Please copy out each line of the listing that contains the word "below".

Given information ->
___
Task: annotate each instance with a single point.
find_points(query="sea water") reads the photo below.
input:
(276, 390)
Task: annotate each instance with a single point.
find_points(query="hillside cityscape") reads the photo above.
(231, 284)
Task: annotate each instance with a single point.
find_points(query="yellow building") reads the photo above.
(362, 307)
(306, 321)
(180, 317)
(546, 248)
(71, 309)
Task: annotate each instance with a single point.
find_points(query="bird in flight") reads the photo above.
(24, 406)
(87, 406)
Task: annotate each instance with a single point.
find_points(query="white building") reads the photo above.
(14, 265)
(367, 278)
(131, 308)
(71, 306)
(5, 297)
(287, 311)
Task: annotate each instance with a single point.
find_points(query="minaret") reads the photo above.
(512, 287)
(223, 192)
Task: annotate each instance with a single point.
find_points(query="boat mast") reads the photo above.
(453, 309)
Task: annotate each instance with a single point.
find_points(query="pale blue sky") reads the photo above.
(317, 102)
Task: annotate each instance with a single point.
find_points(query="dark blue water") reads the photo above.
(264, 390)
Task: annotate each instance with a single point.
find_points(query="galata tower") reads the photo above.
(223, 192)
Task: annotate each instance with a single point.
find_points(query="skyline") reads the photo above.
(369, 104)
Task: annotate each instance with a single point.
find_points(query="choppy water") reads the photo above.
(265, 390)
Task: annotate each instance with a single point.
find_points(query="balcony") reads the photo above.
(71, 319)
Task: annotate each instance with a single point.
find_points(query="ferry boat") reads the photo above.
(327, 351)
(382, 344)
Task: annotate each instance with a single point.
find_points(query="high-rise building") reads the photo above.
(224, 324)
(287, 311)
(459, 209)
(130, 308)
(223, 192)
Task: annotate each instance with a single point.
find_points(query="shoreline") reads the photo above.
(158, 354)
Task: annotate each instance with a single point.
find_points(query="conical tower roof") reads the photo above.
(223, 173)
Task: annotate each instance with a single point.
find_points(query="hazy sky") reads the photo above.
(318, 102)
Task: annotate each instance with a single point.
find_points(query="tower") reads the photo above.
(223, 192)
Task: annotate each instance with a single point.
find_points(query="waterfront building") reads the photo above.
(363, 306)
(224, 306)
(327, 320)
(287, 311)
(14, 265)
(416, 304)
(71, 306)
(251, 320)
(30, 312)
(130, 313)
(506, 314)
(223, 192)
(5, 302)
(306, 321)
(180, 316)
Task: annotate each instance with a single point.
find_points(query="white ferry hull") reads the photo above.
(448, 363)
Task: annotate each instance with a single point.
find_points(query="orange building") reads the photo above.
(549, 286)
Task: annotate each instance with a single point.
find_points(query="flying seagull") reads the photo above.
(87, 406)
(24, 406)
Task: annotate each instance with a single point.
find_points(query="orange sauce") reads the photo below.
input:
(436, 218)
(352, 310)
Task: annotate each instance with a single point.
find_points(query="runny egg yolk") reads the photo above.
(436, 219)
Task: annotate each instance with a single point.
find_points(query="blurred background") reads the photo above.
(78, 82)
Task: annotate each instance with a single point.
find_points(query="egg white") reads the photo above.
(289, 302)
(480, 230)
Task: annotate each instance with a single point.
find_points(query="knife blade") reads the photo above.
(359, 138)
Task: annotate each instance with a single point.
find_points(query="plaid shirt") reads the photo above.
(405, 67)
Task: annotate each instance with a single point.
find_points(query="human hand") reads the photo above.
___
Output for this exercise ->
find_points(query="sea water") reads the photo below.
find_points(query="orange sauce") reads the photo below.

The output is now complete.